Aim of the task: Reproduce verbatim the portion of the hearing transcript from "Senator PERCY. There" to "creative, helpful idea.".

I doubt you could get the Securities Exchange Acts passed today. The lobbyists for private interests are much more sophisticated than 40 years ago and would see to it that the SEC would be toothless. Fortunately, passing these laws is not the issue. The issue is enforcing them. This committee should see to it that the laws are enforced. With a few exceptions, that is all I am advocating.

The law was set up for that purpose because, for years and years before its enactment, improper accounting and reporting had been going on and it came to the point in 1932 and 1933 when public pressure made it clear that reform was necessary. A Congress was elected that fully agreed with what President Roosevelt was trying to do. In my opinion, our situation today is just about as bad except that it has been covered up by custom and by legal gimmicks. What was wrong then has become customary and legal now.

I have tried to give you a frank answer.

Senator PERCY. There are two other points. One is an intriguing idea. It is a problem I couldn't come up with an answer to and I didn't. That is, when an independent accounting firm does get too tough with a company, the tendency of management might be to change them. If they had it already paid, the management would only have an influence on it but they couldn't control it. You have said there ought to be some sort of compensation to carry them over. How would you collect funds for that?

Let's say a company was threatened and lost an account because they really held their feet to the fire and they went in and audited and said the personal expense accounts of all the top management had to go and got mad and threw them out. How would we collect the money to have a fund of that kind? Because it may well be a very creative, helpful idea.

Supplied material:
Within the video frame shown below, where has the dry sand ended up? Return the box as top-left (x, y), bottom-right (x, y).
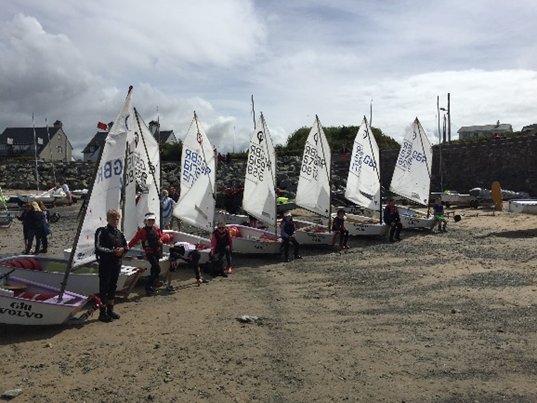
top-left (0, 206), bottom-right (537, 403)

Output for this task:
Senator PERCY. There are two other points. One is an intriguing idea. It is a problem I couldn't come up with an answer to and I didn't. That is, when an independent accounting firm does get too tough with a company, the tendency of management might be to change them. If they had it already paid, the management would only have an influence on it but they couldn't control it. You have said there ought to be some sort of compensation to carry them over. How would you collect funds for that?

Let's say a company was threatened and lost an account because they really held their feet to the fire and they went in and audited and said the personal expense accounts of all the top management had to go and got mad and threw them out. How would we collect the money to have a fund of that kind? Because it may well be a very creative, helpful idea.